**STATED EXERCISE 1**
From the listing, output everything from the line containing "260, row 137." down to the line containing "column 43, row 364", both included, as a JSON list of strings with one string per line and no blank lines.

**QUOTED TEXT**

I got the sale flyer for one of the local grocery stores today, & the new Holiday Spice Pepsi is on sale.  Has anybody tried this yet?  I can't help but think it's gonna taste like gingerbread & cola.    Ah well, I'll at least try it once like I have all the other pops that have been coming and going.


----------



## RichCsigs (Nov 7, 2004)

I have not, but I'm intrigued now.


----------



## Olgar Shiverstone (Nov 7, 2004)

Aside: It must be a regional thing -- I find calling soda "pop" to be kind of quirky, kind of like calling a water fountain a "bubbler" or a sub sandwich a "hoagie".  Is that a Northeastern thing, a Midwestern thing, or other?  I don't hear "pop" much down South.

I've always referred to a sugary carbonated beverage as a "Coke", or perhaps "soda" if I'm taking pains to be generic.  Sure, there's something moderately bizarre about asking someone if the "Want a Coke?" and returning with a 7UP or Sprite, but I figure it's kind of like aspirin or Kleenex (though Coke has done a better job of protecting their IP).  Is that just a West Coast thing? (I'm originally from SoCal).


(No offense intended to AuroraGyps or anyone else from the Midwest or Northeast who enjoys a "pop" from time to time. )


----------



## LightPhoenix (Nov 7, 2004)

Well, here in upstate NY, in Syracuse, Rochester, and Albany, it tends to be called soda.  But in Buffalo it gets called pop more often.  Going south, Binghamton tends to call it soda, but in Pennsylvania it gets called pop.  So I don't know what's up with the naming thing.  I'm wondering if it has to do with how early carbonated beverages were marketed, and whatever they called them stuck.


----------



## EricNoah (Nov 7, 2004)

http://www.popvssoda.com/

http://www.hcs.harvard.edu/~golder/dialect/staticmaps/q_105.html


----------



## Olgar Shiverstone (Nov 7, 2004)

Neat links, Eric!

**STATED EXERCISE 2**
Echo the forum thread about Holiday Spice Pepsi back in full, word for word.

**DATA ROWS**
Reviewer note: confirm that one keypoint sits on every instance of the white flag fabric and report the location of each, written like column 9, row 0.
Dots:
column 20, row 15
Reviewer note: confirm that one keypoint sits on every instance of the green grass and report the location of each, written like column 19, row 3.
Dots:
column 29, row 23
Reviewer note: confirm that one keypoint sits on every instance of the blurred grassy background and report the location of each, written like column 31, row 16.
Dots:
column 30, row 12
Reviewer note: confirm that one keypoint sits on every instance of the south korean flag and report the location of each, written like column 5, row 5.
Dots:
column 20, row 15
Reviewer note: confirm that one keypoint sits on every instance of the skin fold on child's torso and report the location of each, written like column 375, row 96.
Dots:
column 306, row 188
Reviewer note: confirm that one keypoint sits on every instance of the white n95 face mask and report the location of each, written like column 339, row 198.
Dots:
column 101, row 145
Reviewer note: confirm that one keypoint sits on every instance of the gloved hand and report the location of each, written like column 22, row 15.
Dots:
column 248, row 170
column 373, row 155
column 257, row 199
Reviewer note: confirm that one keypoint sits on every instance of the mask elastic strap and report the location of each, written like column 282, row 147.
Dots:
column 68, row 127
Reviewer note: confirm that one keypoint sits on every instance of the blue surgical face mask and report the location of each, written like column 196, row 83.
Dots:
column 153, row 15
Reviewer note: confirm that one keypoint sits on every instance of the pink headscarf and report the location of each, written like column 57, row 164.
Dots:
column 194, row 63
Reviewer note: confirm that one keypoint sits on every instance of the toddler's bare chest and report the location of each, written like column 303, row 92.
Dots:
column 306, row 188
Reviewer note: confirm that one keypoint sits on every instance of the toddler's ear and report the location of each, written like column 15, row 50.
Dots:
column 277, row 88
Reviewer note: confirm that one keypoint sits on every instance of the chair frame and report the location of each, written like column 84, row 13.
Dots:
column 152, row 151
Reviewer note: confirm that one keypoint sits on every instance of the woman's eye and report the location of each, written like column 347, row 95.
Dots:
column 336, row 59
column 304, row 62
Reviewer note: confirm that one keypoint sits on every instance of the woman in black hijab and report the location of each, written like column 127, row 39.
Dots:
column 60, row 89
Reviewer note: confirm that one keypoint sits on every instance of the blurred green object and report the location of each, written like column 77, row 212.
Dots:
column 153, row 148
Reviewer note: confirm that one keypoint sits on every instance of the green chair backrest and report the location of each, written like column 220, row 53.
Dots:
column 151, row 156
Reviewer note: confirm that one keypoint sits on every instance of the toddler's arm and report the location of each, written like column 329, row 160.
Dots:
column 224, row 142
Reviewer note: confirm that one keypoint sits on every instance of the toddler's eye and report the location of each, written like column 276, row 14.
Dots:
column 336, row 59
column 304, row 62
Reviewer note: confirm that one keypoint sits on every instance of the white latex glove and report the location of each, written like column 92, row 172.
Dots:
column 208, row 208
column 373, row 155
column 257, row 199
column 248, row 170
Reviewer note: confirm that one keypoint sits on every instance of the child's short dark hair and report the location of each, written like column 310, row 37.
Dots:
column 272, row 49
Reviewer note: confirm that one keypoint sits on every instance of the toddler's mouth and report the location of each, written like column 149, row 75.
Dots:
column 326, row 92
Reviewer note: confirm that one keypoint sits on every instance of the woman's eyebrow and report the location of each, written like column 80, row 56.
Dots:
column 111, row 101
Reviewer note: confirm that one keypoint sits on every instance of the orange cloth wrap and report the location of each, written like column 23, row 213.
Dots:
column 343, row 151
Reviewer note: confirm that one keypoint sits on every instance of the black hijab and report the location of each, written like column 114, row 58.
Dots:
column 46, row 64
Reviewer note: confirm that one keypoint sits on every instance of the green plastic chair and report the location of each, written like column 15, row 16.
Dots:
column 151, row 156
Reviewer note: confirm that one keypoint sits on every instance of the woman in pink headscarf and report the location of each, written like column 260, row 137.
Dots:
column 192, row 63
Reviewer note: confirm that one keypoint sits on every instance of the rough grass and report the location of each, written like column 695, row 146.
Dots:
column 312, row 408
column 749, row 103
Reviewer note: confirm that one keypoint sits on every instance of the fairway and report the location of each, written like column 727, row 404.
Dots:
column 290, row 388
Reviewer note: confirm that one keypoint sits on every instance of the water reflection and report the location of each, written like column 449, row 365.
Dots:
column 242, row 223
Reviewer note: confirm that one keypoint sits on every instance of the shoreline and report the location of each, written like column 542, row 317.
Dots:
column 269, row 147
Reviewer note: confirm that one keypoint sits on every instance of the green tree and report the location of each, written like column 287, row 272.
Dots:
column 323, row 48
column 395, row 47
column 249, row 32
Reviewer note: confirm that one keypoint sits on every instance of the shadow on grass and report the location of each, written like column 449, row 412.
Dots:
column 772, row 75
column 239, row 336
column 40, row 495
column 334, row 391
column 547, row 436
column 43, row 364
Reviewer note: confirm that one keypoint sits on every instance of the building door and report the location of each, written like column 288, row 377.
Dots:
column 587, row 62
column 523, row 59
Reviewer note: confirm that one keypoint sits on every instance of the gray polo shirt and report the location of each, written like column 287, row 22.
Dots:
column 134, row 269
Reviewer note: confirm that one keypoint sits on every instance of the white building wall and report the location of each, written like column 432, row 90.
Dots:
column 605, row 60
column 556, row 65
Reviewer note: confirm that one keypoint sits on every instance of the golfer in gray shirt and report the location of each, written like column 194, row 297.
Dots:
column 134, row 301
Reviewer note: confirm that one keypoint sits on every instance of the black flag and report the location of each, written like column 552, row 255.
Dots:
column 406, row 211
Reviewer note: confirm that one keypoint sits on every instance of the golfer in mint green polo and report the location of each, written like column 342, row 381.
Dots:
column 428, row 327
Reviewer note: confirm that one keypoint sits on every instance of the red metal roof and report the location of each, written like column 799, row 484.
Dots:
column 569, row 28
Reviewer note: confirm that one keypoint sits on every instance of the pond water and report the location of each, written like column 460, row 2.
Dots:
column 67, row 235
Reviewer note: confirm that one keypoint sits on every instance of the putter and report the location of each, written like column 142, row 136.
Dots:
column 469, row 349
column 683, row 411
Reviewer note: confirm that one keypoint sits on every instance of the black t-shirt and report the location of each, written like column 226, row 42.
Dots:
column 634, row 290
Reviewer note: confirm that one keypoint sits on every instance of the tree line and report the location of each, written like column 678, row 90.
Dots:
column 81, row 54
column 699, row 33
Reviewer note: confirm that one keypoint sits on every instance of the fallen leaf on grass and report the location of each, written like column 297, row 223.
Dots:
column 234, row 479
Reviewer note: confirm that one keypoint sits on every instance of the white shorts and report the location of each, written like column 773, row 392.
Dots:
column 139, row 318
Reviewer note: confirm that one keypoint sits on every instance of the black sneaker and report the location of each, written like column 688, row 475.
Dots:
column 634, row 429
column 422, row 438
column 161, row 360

**TASK RESULT 1**
[
  "Reviewer note: confirm that one keypoint sits on every instance of the woman in pink headscarf and report the location of each, written like column 260, row 137.",
  "Dots:",
  "column 192, row 63",
  "Reviewer note: confirm that one keypoint sits on every instance of the rough grass and report the location of each, written like column 695, row 146.",
  "Dots:",
  "column 312, row 408",
  "column 749, row 103",
  "Reviewer note: confirm that one keypoint sits on every instance of the fairway and report the location of each, written like column 727, row 404.",
  "Dots:",
  "column 290, row 388",
  "Reviewer note: confirm that one keypoint sits on every instance of the water reflection and report the location of each, written like column 449, row 365.",
  "Dots:",
  "column 242, row 223",
  "Reviewer note: confirm that one keypoint sits on every instance of the shoreline and report the location of each, written like column 542, row 317.",
  "Dots:",
  "column 269, row 147",
  "Reviewer note: confirm that one keypoint sits on every instance of the green tree and report the location of each, written like column 287, row 272.",
  "Dots:",
  "column 323, row 48",
  "column 395, row 47",
  "column 249, row 32",
  "Reviewer note: confirm that one keypoint sits on every instance of the shadow on grass and report the location of each, written like column 449, row 412.",
  "Dots:",
  "column 772, row 75",
  "column 239, row 336",
  "column 40, row 495",
  "column 334, row 391",
  "column 547, row 436",
  "column 43, row 364"
]

**TASK RESULT 2**
I got the sale flyer for one of the local grocery stores today, & the new Holiday Spice Pepsi is on sale.  Has anybody tried this yet?  I can't help but think it's gonna taste like gingerbread & cola.    Ah well, I'll at least try it once like I have all the other pops that have been coming and going.


----------



## RichCsigs (Nov 7, 2004)

I have not, but I'm intrigued now.


----------



## Olgar Shiverstone (Nov 7, 2004)

Aside: It must be a regional thing -- I find calling soda "pop" to be kind of quirky, kind of like calling a water fountain a "bubbler" or a sub sandwich a "hoagie".  Is that a Northeastern thing, a Midwestern thing, or other?  I don't hear "pop" much down South.

I've always referred to a sugary carbonated beverage as a "Coke", or perhaps "soda" if I'm taking pains to be generic.  Sure, there's something moderately bizarre about asking someone if the "Want a Coke?" and returning with a 7UP or Sprite, but I figure it's kind of like aspirin or Kleenex (though Coke has done a better job of protecting their IP).  Is that just a West Coast thing? (I'm originally from SoCal).


(No offense intended to AuroraGyps or anyone else from the Midwest or Northeast who enjoys a "pop" from time to time. )


----------



## LightPhoenix (Nov 7, 2004)

Well, here in upstate NY, in Syracuse, Rochester, and Albany, it tends to be called soda.  But in Buffalo it gets called pop more often.  Going south, Binghamton tends to call it soda, but in Pennsylvania it gets called pop.  So I don't know what's up with the naming thing.  I'm wondering if it has to do with how early carbonated beverages were marketed, and whatever they called them stuck.


----------



## EricNoah (Nov 7, 2004)

http://www.popvssoda.com/

http://www.hcs.harvard.edu/~golder/dialect/staticmaps/q_105.html


----------



## Olgar Shiverstone (Nov 7, 2004)

Neat links, Eric!